Рабочее задание 1
Уроки какого языка Гоголь ежедневно берет после обеда, согласно отрывку о Гоголе?
Рабочее задание 2
Продолжите отрывок о Гоголе с места, на котором он обрывается.

Отрывок
• • • • • • •

Но внешне особенно ничто не указывает на эти могучие духовные преобразования личности. Он ежедневно после обеда берет уроки разговорного итальянского языка, ввиду предстоящего путешествия в Италию. Политика его не интересует. В Париже — все политика — «в нужнике дают журнал». Равнодушным становится он и к уже написанным им произведениям, а на сообщение о том, что в России успешно ставят «Ревизора» реагирует как на что-то его совершенно не волнующее и даже раздражающее: «Я, право, не понимаю этой загадки. Во-первых, я на «Ревизора» — плевать, а во-вторых — к чему это? Если бы это была правда, то хуже на Руси мне никто бы не мог нагадить». Он уже считает все написанное им «маранием», от которого долгого «забвения просит душа», а важным занятием считает успехи во французском языке, который хорошо начинает понимать, чтобы следить за театрами. Эта минута пути, в которой преображения самого себя для окружающих являет прилежного великовозрастного приготовишку, сопровождаемая овеществлением себя в окружающей жизни с отрицанием пройденного духовного пути, эта минута жизни, в которой обретается стержень всей будущей духовной жизни, где творчество является лишь частью этого гигантского айсберга познания людей в их вере и стяжании духа, эта минута жизни являет нам в Гоголе и его трагедию духа и величие его жизненного подвига как драмы, итогом которой и оказываются «Мертвые души».

• • • • • • •

Входные данные
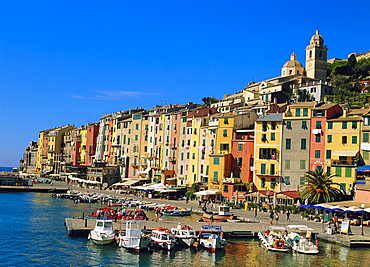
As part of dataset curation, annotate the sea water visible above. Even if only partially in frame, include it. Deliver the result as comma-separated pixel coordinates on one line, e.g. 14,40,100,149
0,193,370,267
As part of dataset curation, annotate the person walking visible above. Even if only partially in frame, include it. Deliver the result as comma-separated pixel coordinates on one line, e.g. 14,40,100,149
254,207,257,219
270,210,274,224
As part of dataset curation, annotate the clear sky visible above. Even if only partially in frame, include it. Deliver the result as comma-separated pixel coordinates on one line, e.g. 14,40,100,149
0,0,370,166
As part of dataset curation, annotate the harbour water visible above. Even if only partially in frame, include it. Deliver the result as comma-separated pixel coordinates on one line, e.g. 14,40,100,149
0,193,370,267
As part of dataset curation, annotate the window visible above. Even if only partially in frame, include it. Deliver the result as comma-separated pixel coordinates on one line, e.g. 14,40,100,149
363,133,369,142
270,164,275,175
238,143,243,151
335,167,342,177
261,163,266,174
346,167,352,177
302,121,308,130
285,138,292,149
285,159,290,170
326,150,331,159
271,178,276,188
262,121,267,132
261,178,266,188
286,121,292,130
213,172,218,182
301,138,307,150
340,183,346,191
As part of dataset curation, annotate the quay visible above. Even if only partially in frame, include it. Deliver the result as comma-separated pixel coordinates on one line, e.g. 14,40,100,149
65,218,257,238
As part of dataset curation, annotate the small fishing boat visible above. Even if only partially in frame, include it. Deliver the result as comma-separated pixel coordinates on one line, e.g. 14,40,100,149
285,225,319,254
163,208,191,216
203,205,234,221
171,223,198,247
88,219,114,245
258,226,289,252
115,220,150,250
199,225,226,252
150,227,177,251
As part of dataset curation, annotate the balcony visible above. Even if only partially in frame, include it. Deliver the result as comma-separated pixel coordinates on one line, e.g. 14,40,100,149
331,159,358,167
222,178,241,184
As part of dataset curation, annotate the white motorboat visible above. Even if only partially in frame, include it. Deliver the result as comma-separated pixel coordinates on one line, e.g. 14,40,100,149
199,225,226,252
171,223,198,247
258,226,289,252
150,227,177,250
115,220,150,250
286,225,319,254
88,219,114,245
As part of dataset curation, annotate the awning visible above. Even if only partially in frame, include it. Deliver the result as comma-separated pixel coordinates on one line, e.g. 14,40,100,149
356,165,370,172
333,151,358,157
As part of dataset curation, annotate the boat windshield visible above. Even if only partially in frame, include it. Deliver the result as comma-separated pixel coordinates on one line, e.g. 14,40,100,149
104,222,112,227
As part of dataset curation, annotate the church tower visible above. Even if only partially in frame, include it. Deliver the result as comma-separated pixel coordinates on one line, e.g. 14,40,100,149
306,30,328,82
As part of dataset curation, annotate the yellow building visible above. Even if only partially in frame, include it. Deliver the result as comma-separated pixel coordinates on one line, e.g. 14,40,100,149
208,153,231,192
253,113,283,192
325,111,363,194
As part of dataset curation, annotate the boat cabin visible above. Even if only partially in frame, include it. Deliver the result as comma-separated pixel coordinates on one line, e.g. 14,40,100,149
218,205,230,215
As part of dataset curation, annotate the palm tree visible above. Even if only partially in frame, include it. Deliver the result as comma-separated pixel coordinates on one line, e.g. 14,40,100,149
301,169,344,204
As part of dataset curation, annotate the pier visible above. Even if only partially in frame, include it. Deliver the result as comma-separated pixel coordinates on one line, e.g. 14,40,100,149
65,218,257,238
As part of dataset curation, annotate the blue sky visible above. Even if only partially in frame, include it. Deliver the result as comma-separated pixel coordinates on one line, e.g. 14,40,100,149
0,0,370,166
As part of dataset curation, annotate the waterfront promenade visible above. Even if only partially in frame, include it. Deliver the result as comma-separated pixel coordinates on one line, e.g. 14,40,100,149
57,182,370,247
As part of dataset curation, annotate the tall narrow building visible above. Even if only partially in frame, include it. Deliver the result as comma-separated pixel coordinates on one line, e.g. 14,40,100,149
306,30,328,82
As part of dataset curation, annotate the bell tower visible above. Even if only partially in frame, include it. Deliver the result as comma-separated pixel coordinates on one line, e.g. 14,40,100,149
306,30,328,82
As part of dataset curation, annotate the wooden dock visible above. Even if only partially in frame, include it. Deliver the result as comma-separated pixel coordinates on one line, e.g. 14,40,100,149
65,218,257,238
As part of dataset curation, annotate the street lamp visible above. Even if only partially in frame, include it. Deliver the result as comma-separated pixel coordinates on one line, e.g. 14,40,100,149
361,204,365,235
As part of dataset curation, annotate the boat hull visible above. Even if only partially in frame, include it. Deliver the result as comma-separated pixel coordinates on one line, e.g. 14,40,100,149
203,212,234,221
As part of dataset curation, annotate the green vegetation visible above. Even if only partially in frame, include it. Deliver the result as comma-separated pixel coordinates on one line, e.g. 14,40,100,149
327,54,370,105
301,169,344,204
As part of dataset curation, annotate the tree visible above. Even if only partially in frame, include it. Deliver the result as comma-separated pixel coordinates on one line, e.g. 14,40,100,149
301,169,344,204
202,96,218,108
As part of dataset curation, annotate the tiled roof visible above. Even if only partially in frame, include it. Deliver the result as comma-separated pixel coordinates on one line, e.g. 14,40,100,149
256,113,283,121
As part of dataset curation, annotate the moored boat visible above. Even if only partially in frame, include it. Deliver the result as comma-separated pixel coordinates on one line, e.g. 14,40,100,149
115,220,150,250
171,223,197,247
150,227,176,250
88,219,114,245
203,205,234,221
199,225,226,252
258,226,289,252
285,225,319,254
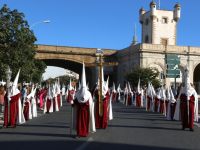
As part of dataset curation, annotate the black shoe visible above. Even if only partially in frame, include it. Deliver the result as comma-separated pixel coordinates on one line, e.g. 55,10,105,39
190,128,194,132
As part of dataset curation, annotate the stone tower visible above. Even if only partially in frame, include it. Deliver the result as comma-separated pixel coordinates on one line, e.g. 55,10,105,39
139,1,181,45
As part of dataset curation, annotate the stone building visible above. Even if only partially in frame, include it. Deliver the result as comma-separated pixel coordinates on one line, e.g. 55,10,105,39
117,1,200,93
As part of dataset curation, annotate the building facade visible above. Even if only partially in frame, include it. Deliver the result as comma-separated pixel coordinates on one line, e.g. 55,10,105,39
117,1,200,93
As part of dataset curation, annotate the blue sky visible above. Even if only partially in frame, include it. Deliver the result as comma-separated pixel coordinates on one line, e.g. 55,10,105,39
0,0,200,79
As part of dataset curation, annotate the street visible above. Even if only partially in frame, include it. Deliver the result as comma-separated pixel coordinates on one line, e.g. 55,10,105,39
0,103,200,150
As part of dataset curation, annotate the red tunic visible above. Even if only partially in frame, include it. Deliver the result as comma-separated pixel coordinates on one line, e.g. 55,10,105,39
95,93,110,129
74,99,89,137
3,93,20,127
46,98,51,113
136,94,141,107
147,96,151,111
180,94,195,129
23,102,29,121
154,97,160,112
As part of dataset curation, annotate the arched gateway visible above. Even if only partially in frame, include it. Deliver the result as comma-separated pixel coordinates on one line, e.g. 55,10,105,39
35,45,116,86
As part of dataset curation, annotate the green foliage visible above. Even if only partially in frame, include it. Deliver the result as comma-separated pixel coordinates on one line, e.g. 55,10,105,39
0,5,46,82
126,67,161,88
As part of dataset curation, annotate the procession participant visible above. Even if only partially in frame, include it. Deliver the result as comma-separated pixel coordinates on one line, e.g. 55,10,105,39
180,68,198,131
110,82,117,102
44,84,53,113
167,87,176,120
116,84,121,102
94,68,110,129
3,70,21,128
135,78,143,107
72,63,96,137
146,82,154,111
123,83,128,106
67,79,75,104
159,86,166,116
127,82,133,105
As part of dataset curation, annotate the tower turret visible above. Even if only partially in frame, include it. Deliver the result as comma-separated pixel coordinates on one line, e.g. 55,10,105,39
174,3,181,22
139,7,146,24
150,1,156,16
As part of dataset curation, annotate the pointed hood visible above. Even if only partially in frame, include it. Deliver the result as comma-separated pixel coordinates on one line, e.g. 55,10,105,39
183,67,192,100
128,82,132,93
117,84,121,93
124,83,128,94
169,87,176,103
13,69,20,87
166,86,171,100
137,78,141,94
81,62,87,88
75,62,91,103
150,83,156,96
68,78,74,91
11,69,20,96
112,82,116,93
160,86,166,100
87,83,89,90
147,82,152,97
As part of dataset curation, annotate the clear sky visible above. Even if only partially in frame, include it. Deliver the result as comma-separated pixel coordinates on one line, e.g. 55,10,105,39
0,0,200,78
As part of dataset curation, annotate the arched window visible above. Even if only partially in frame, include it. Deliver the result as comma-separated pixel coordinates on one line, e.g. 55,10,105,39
144,35,149,43
145,18,149,25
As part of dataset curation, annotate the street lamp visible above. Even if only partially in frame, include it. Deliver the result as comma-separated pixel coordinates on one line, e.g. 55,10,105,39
30,20,51,29
6,66,12,89
96,49,103,116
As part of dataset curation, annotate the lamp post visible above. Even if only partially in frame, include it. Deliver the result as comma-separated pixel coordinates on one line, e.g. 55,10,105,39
30,20,51,29
96,49,103,116
6,66,12,123
6,66,12,89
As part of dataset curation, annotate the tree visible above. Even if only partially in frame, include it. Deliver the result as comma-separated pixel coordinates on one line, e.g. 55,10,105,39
126,67,161,88
0,5,46,82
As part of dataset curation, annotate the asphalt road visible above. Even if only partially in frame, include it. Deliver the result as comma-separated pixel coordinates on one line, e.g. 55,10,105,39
0,103,200,150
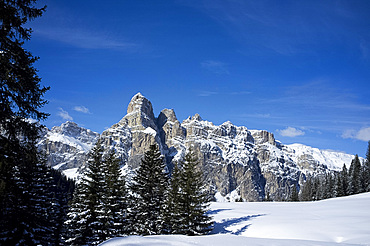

• • • • • • •

Результат задания 1
Разговорного итальянского языка.

Результат задания 2
И благочестивость и лицемерие — все, что содержит в себе человек, — для Гоголя заключает в себе смысл человеческой природы как природы, олицетворяющей в себе божество. И уже поэтому он любит Россию, русскость и русское, а сострадание, благочестие и самоотречение — три благодатных плода православия — теперь навсегда будут стоять в экстатически расширенных зрачках писателя, что зафиксировал для потомков позднее художник Моллер.
С этого момента он уже чувствует себя пророком, а его жизнь постепенно, зарастая густейшим волосом домыслов, преобразуется в миф, в которых черты его характера обретают для тех, с кем он встречался большей частью неприятные и даже пренебрежительные для человека оценки, по существу иллюстрируя всю ту дрянь, которой начинены чемоданы душ, не внимающей магии повсюду разлитого света, исходящего не от человека, но его творчества.
Встречи в Париже с поэтами Мицкевичем и Залесским, проходившие на малороссийском языке, откладывают его отъезд в Рим. А тут еще новая беда. Он узнает, что «Пушкин в этом мире более не существует…». А. Н. Карамзин отмечает: «Трогательно и жалко смотреть, как на этого человека подействовало известие о смерти Пушкина». Это была трагедия. «Когда я творил, я видел перед собою только Пушкина» — писал он М. П. Погодину 30 марта 1837 г.